今回制作工程をご紹介いただける作品は何ですか?
以前から描き続けている音楽シリーズの一つです。
この楽器をモチーフに選んだ理由はなんですか?
『BuzzFeed』でたまたま南米少数民族の特集をしていて、彼らの持つリズムや音楽に興味を持ちました。
色選びはどのように行っていますか?
曲がまとまったり、分解されて聴こえる時このような複雑な色に見えます。
この作品はどのように観てもらいたいですか?
現代音楽のルーツがテーマなので、音楽に少しでも触れたことがある人は観て欲しいです。本作品は今までの作品とは雰囲気が変わったので、ビジュアルも内容の変化も楽しんで頂けたらと思います。
制作現場はどんな場所ですか?
普段はライブハウスなど外に出て描いています。
今は外出自粛期間中なので、自室のスピーカーの真ん前、特等席です。自室は機材が何でも揃っているのでテンポよく制作できます。
ただ、普段は生の音楽が聴ける所に赴いて描いているので、このような場所が新型コロナウイルス感染拡大の影響を受け、今後も営業再開できない日が続くと思うと、悲しいです。
制作現場でこだわっていることはありますか?
ライブ感たっぷりの音楽、静かなホールで聴く音楽、家で何度も聴きたい音楽、一対一で向き合いたい音楽、それぞれに合った場所へ制作道具を持って描きに行きます。
どのように作品を制作していますか?
iPadを使っています。デジタルデータとして作品を描きあげて、それをキャンバスに顔料インクで出力します。出力後はデータを消し、一点ものとして発表しています。
その描き方を選んだ理由はなんですか?
CDやライブミュージックだけではなくYoutube等で手軽に消費される音楽を捉えるためには、複製消費される脆弱なデジタルデータで表現することが最適だと思ったからです。
また、溢れ出しそうなイメージをあえて平面上で収めるビジュアルが面白いと思いました。場所を選ばず多彩なツールが使えるので、自分の脳と作品が直結できる点が気に入っています。ドットではなくベクター形式を用いて、滑らかかつ力強い線、彩度も空気感も画面上で落ちないように研究を重ねています。
その描き方で困っていることはありますか?
iPadの新しいモデルが出たら、すぐ欲しくなってしまうことです。また、キャンバスに出力する際のインクがとても高価なので、生活費を削って制作しています。
制作にかかる時間はどれくらいですか?
描く時間は原則一時間以内、キャンバス出力にはかなりの時間がかかります。
制作しているときはどんなことが頭に浮かんでいますか?
曲のリズム、メロディー、スピード感、演奏者のバックボーンなど全てが色に変換されています。
好きな制作工程はありますか?
たくさんの色を見つけることです。
こだわっている制作工程はありますか?
出力する工程は、温度などかなりアナログを極めているので神経がちぎれそうです。見えた世界が、キャンバスにそのまま写っている状態にするために、デジタルからアナログ出力の切り替え部分はこだわっています。
あとは、視力と体調管理にも気を配っています。
みんなが真似できるiPadでの制作の楽しみ方はありますか?
スマートフォンがあれば気軽にお絵描きできるアプリはたくさんあるので、お試しください。
今、作家として何か伝えたいことはありますか?
外出自粛中なので、新しい楽器を始めてみたり、曲を作ったり、違うテイストで描いてみたり、鬱々としないように心がけています。大学四年間の集大成だった卒業ライブも、開催3日前に中止になりました。どうしようもない愚痴も言い続けましたし、大喧嘩もしました。不満ややるせない気持ちでいっぱいです。外に出られないことのストレスも溜まってきています。でもこれってみんな感じていることであり、これを打破はできなくても代弁したり、気持ちを和らげることができるのが、作家だと改めて感じました。
最近は、SNS上での活動は頻繁に行っています。この外出自粛期間が、「アートを観る、作家を観る」きっかけとなれば嬉しいです。
--
[取り組む課題]:
1. インタビューによると、描く時間は原則としてどれくらいですか。
2. インタビューから、「みんなが真似できるiPadでの制作の楽しみ方はありますか?」で始まり「ができるのが、作家だと改めて感じました。」で終わる部分をそのまま引用しなさい。
--
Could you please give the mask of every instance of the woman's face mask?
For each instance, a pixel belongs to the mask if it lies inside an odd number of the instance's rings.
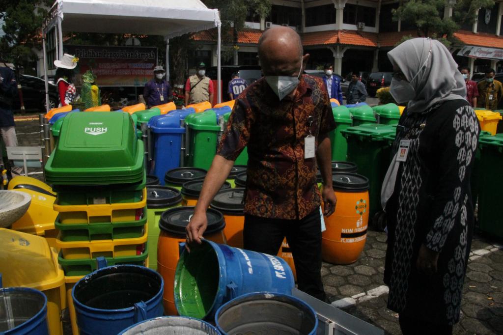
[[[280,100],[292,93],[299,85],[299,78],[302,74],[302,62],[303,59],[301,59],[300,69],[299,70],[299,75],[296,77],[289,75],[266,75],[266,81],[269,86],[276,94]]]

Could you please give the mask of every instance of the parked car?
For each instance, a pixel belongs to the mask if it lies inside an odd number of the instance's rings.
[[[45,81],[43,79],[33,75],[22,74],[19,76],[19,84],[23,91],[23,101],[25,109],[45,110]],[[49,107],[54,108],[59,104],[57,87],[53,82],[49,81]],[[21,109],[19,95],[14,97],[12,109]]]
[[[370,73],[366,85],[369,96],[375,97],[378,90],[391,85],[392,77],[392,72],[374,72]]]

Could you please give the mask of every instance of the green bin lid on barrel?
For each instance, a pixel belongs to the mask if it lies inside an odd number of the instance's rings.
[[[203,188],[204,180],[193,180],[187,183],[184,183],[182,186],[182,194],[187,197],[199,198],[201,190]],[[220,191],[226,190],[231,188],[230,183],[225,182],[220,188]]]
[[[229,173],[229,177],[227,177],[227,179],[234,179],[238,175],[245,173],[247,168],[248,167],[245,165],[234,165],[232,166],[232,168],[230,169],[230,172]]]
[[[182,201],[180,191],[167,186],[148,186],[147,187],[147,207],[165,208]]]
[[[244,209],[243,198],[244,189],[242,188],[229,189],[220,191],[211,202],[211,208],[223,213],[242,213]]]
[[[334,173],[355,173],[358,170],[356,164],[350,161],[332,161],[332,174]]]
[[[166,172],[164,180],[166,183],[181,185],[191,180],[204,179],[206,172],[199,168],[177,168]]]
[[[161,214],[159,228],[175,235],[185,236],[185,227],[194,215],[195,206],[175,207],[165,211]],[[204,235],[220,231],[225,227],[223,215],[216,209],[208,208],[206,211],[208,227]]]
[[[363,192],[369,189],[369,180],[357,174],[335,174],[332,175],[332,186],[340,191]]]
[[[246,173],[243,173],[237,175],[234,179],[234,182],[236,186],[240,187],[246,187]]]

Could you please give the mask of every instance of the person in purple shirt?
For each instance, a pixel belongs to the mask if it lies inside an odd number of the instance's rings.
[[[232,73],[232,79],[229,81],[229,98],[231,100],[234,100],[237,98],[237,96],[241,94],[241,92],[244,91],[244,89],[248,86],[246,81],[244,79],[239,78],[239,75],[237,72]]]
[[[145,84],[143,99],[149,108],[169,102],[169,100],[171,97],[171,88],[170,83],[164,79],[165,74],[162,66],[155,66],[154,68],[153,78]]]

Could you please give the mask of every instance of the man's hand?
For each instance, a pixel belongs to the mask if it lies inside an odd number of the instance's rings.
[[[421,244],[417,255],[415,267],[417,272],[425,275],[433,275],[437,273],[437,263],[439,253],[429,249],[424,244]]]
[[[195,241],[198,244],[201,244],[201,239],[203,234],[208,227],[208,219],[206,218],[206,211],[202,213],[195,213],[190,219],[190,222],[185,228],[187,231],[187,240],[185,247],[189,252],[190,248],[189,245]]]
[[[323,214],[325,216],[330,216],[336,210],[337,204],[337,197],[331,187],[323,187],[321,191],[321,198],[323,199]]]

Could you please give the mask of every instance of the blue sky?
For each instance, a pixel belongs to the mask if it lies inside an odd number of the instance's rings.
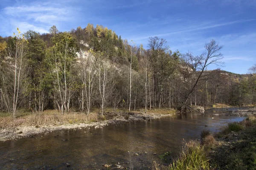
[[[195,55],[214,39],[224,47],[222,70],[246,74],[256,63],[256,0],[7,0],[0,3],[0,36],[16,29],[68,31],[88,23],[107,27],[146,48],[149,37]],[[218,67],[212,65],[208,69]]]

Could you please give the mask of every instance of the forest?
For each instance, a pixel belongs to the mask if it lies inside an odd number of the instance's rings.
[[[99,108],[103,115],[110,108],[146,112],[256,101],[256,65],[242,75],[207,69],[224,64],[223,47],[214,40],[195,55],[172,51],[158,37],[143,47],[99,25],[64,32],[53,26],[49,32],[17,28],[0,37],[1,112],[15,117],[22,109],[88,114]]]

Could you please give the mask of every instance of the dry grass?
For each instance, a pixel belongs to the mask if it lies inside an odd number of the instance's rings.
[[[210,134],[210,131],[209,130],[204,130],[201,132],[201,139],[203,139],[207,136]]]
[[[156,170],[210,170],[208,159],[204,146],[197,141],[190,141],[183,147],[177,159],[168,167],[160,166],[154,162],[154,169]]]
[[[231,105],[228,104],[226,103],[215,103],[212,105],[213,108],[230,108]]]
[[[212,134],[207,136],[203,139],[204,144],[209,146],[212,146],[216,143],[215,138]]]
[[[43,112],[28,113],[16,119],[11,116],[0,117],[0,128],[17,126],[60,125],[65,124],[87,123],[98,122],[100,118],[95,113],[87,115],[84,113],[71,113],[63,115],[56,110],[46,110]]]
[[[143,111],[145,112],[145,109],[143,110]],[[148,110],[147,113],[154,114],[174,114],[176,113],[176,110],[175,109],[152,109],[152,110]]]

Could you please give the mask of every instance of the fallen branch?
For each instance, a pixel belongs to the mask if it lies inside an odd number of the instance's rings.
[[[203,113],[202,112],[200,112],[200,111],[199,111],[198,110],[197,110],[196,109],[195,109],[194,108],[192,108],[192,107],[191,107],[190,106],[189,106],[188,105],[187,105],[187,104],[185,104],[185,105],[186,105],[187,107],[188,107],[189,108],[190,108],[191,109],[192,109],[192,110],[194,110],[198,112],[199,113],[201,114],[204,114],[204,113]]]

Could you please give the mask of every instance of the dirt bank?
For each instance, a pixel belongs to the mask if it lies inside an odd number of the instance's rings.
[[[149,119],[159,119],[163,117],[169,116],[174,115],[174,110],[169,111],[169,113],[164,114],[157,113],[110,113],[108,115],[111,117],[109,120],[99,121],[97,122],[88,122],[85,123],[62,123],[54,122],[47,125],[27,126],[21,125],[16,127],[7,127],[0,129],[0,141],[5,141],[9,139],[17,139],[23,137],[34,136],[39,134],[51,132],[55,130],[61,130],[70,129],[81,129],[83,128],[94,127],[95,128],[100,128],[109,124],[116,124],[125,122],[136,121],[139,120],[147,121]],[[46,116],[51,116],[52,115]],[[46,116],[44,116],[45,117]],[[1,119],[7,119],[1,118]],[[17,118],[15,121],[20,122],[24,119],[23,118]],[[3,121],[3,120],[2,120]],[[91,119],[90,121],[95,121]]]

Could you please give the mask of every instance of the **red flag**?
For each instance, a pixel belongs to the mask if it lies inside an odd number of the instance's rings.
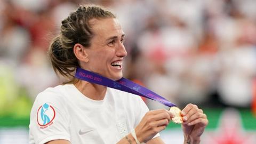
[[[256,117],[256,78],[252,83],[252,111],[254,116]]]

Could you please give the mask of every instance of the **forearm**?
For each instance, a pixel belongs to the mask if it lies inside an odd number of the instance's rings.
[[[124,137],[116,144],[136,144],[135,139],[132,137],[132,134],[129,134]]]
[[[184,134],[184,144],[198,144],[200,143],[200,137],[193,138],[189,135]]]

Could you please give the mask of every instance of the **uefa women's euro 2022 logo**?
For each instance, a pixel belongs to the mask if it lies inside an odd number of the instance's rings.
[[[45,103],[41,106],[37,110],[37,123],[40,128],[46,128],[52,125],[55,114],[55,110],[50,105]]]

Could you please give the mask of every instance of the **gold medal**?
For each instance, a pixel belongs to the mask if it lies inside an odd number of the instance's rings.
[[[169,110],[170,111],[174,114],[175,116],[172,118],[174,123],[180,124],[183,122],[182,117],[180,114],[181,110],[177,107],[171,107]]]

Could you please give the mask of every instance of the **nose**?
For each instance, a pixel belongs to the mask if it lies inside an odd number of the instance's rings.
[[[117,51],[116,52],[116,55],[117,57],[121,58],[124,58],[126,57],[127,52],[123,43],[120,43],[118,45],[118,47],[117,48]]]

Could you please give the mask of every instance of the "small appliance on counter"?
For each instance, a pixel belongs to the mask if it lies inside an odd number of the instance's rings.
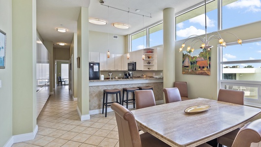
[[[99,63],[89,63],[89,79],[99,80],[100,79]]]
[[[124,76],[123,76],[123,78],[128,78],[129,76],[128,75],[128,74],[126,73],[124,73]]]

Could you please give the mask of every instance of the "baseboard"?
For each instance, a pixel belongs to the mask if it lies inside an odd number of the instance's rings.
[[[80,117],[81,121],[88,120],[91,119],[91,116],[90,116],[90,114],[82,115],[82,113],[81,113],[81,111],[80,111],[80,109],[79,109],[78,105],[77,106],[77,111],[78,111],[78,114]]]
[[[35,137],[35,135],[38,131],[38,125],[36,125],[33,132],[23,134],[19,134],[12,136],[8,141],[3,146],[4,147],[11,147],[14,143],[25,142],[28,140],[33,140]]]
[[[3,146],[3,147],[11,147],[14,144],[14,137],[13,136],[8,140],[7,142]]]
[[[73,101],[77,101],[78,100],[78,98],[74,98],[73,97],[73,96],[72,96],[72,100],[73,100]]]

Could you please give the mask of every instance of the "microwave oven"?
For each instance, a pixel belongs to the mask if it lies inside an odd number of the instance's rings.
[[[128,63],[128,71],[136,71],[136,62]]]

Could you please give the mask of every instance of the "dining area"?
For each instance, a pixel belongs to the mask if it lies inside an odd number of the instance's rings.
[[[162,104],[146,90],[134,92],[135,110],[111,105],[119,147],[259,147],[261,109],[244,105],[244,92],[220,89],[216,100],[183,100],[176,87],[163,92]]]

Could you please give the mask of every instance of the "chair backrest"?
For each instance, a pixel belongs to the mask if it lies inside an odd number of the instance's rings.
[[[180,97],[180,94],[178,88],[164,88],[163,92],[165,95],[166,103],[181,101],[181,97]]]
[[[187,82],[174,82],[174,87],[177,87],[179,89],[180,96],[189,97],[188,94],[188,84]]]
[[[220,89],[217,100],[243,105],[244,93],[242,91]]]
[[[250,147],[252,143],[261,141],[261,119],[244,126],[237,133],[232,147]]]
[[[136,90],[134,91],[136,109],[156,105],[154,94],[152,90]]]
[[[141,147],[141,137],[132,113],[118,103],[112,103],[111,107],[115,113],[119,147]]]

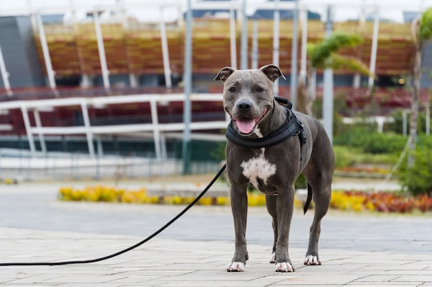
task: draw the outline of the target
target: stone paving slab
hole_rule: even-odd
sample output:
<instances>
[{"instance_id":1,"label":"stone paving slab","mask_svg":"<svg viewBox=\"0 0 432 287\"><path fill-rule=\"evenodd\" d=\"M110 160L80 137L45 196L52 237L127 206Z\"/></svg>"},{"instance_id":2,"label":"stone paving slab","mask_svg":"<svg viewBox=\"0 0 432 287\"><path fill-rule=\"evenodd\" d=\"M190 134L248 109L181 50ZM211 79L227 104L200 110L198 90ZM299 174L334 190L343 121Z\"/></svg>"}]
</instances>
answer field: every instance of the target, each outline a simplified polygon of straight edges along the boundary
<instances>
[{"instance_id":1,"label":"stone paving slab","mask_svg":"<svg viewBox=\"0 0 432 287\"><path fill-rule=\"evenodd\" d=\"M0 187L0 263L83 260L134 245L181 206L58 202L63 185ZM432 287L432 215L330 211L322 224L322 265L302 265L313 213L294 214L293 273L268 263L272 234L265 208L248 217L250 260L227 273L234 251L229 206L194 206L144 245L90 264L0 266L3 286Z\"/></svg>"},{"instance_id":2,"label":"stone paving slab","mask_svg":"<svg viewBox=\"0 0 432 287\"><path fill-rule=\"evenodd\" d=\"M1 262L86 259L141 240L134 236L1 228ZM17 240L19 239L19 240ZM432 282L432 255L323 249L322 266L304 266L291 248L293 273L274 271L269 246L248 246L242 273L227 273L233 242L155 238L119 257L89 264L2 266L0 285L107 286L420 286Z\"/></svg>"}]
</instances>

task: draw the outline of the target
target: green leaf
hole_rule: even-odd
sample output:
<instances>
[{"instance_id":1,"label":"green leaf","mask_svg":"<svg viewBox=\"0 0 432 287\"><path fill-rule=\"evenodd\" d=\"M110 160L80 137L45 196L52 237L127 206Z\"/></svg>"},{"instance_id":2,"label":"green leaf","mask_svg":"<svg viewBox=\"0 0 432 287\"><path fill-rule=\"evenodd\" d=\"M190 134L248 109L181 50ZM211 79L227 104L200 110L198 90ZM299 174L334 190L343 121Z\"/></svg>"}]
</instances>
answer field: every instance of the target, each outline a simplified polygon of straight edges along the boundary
--
[解答]:
1. 原則一時間以内です。

2.
みんなが真似できるiPadでの制作の楽しみ方はありますか?
スマートフォンがあれば気軽にお絵描きできるアプリはたくさんあるので、お試しください。
今、作家として何か伝えたいことはありますか?
外出自粛中なので、新しい楽器を始めてみたり、曲を作ったり、違うテイストで描いてみたり、鬱々としないように心がけています。大学四年間の集大成だった卒業ライブも、開催3日前に中止になりました。どうしようもない愚痴も言い続けましたし、大喧嘩もしました。不満ややるせない気持ちでいっぱいです。外に出られないことのストレスも溜まってきています。でもこれってみんな感じていることであり、これを打破はできなくても代弁したり、気持ちを和らげることができるのが、作家だと改めて感じました。